- Records shown -
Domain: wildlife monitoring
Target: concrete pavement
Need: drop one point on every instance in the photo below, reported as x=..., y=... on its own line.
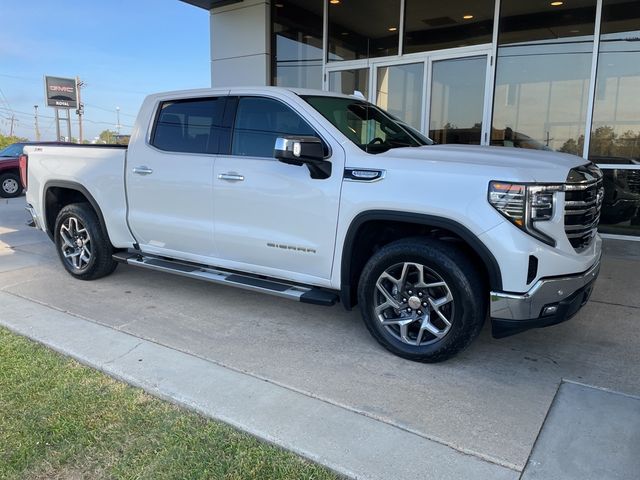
x=489, y=403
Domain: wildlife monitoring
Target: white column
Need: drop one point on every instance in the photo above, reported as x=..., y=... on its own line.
x=240, y=44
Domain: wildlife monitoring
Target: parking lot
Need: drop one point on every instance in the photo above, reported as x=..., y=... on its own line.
x=490, y=401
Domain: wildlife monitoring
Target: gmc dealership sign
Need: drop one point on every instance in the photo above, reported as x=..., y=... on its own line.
x=61, y=92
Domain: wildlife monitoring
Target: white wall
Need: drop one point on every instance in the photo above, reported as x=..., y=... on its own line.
x=240, y=44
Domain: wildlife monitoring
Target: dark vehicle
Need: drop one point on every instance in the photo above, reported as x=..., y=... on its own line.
x=10, y=184
x=621, y=191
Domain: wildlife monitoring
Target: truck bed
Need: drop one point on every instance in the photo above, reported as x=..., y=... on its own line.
x=96, y=170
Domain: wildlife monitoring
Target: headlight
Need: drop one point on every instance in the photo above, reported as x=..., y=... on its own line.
x=524, y=205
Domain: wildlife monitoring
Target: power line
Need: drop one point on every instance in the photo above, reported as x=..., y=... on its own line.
x=19, y=113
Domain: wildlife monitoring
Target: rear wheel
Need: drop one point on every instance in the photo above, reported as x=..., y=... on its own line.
x=82, y=245
x=422, y=299
x=10, y=185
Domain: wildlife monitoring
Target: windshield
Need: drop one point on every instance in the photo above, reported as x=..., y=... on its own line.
x=369, y=127
x=12, y=150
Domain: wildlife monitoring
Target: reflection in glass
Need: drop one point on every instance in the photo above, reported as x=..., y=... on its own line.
x=363, y=29
x=297, y=43
x=350, y=81
x=620, y=207
x=457, y=99
x=399, y=92
x=543, y=73
x=454, y=23
x=615, y=135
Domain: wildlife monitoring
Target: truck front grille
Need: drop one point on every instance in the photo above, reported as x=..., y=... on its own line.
x=583, y=200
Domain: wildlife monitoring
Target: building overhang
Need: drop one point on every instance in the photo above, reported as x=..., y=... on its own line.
x=210, y=4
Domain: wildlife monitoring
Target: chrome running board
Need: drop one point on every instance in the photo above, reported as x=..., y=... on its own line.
x=305, y=294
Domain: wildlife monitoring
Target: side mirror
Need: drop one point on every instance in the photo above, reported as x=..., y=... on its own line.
x=303, y=150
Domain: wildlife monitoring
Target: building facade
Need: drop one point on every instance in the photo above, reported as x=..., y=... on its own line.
x=543, y=74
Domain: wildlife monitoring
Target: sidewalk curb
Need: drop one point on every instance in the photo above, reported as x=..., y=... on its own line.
x=349, y=443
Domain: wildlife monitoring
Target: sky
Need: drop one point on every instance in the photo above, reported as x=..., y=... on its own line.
x=122, y=50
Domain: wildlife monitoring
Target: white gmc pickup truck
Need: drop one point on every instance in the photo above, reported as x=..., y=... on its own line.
x=321, y=197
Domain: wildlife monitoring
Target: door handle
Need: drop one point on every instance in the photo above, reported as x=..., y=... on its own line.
x=142, y=170
x=231, y=177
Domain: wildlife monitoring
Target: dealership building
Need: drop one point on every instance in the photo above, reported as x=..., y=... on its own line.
x=544, y=74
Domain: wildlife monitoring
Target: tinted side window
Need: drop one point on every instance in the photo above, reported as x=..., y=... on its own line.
x=193, y=126
x=259, y=121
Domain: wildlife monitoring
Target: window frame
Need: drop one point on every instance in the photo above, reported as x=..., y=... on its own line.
x=234, y=115
x=158, y=112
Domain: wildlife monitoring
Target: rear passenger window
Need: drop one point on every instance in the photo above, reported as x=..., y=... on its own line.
x=193, y=126
x=259, y=121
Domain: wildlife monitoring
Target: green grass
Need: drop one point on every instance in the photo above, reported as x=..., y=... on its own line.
x=62, y=420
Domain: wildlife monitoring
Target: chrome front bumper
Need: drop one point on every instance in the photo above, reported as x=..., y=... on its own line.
x=550, y=301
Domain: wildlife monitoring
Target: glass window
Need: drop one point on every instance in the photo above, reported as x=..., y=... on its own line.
x=193, y=126
x=259, y=121
x=542, y=74
x=13, y=150
x=399, y=92
x=363, y=28
x=457, y=100
x=615, y=135
x=350, y=81
x=615, y=131
x=364, y=124
x=297, y=43
x=447, y=24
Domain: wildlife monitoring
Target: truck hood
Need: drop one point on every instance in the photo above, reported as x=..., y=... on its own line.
x=504, y=163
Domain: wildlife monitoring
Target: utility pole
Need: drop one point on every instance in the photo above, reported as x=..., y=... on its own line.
x=80, y=110
x=35, y=108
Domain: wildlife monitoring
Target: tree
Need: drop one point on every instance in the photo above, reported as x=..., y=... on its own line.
x=6, y=140
x=107, y=136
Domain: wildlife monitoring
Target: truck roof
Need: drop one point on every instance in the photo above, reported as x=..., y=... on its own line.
x=198, y=92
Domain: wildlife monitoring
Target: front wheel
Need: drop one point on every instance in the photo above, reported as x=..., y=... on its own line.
x=82, y=245
x=422, y=299
x=10, y=186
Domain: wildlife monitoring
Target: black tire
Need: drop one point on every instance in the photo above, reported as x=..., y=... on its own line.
x=10, y=185
x=462, y=281
x=99, y=262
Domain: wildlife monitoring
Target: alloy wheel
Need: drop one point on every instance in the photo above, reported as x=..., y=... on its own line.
x=10, y=186
x=413, y=303
x=76, y=243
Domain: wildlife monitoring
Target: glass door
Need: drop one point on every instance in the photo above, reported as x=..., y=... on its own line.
x=456, y=99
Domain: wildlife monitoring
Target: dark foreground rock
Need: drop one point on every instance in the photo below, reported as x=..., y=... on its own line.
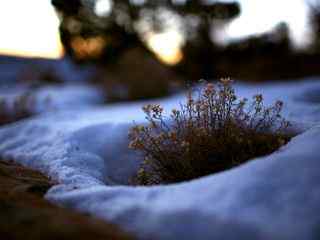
x=24, y=214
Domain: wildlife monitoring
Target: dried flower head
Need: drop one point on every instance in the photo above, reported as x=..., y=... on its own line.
x=211, y=133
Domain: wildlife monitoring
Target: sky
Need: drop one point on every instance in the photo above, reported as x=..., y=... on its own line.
x=30, y=28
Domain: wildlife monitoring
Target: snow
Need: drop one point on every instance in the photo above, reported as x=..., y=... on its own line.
x=83, y=145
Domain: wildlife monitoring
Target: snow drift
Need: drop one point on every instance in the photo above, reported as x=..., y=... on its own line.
x=85, y=150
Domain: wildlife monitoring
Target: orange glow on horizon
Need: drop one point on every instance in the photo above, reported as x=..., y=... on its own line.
x=29, y=29
x=166, y=46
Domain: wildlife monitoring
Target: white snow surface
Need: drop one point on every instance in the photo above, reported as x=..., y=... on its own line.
x=83, y=145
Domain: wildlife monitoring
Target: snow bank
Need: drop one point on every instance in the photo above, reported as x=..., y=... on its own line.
x=274, y=197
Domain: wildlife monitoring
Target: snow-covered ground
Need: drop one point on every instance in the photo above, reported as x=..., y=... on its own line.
x=83, y=145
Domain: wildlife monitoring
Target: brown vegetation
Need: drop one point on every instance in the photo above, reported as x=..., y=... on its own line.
x=210, y=133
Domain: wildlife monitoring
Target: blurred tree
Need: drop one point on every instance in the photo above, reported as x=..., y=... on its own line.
x=89, y=33
x=315, y=22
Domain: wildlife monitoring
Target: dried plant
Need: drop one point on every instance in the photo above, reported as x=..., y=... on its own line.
x=20, y=108
x=209, y=133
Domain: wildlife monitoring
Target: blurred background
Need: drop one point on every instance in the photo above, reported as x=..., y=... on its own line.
x=137, y=49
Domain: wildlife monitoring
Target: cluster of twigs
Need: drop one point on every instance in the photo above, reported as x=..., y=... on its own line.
x=209, y=133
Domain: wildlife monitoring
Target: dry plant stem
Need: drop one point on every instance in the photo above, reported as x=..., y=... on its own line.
x=210, y=133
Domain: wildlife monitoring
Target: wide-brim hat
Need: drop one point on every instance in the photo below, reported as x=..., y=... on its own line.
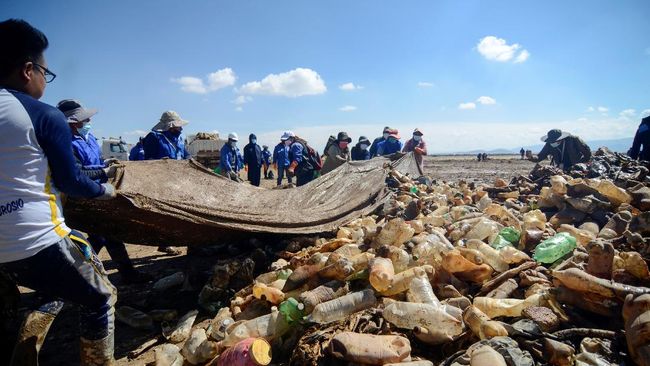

- Exercise details -
Pull every line containing the word "chrome" out of the material.

- Written solution -
Target: chrome running board
Target: chrome front bumper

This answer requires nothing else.